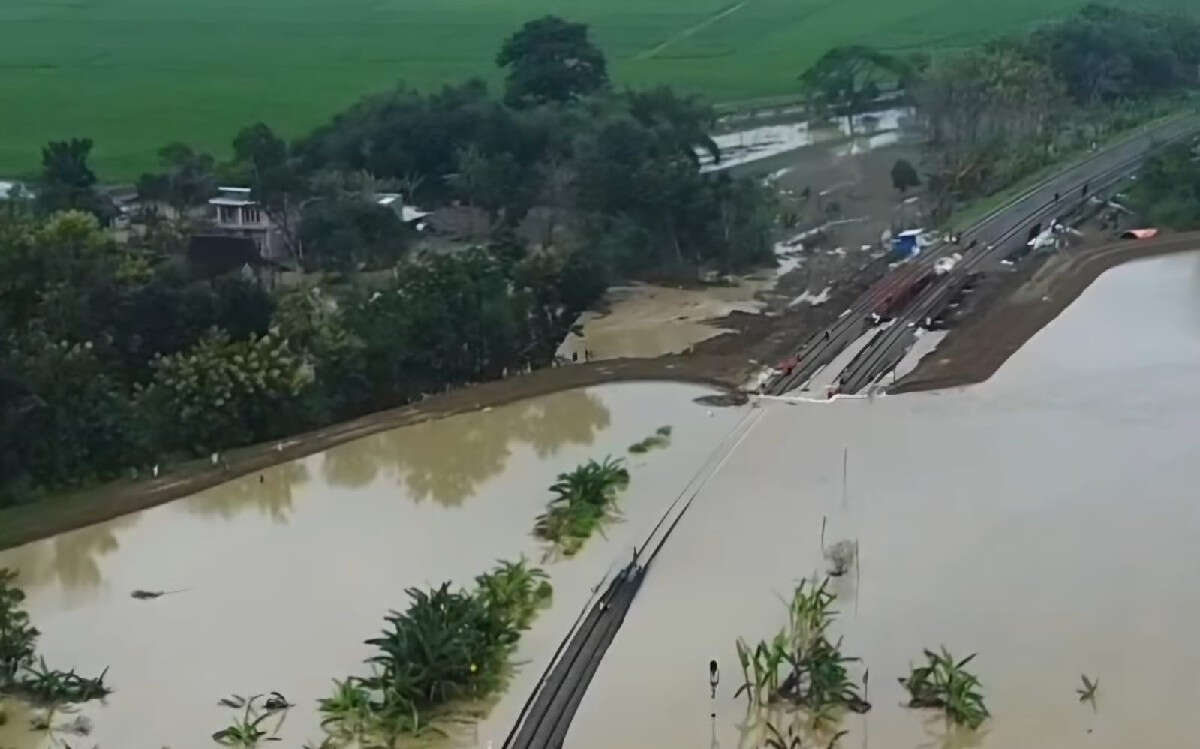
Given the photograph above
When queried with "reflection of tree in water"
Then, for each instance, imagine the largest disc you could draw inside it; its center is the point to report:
(946, 735)
(448, 459)
(791, 721)
(70, 558)
(271, 496)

TASK TO COMPLETE: Set down the lines above exactly as written. Begin at the line containing "When queried with" and stop after the last line.

REPLY TO THE TASK:
When queried with "reflection of tree in water"
Then, for each instance, imagine the largest disc you could draw inside it; its center is the point to report:
(946, 735)
(448, 459)
(791, 721)
(70, 558)
(271, 496)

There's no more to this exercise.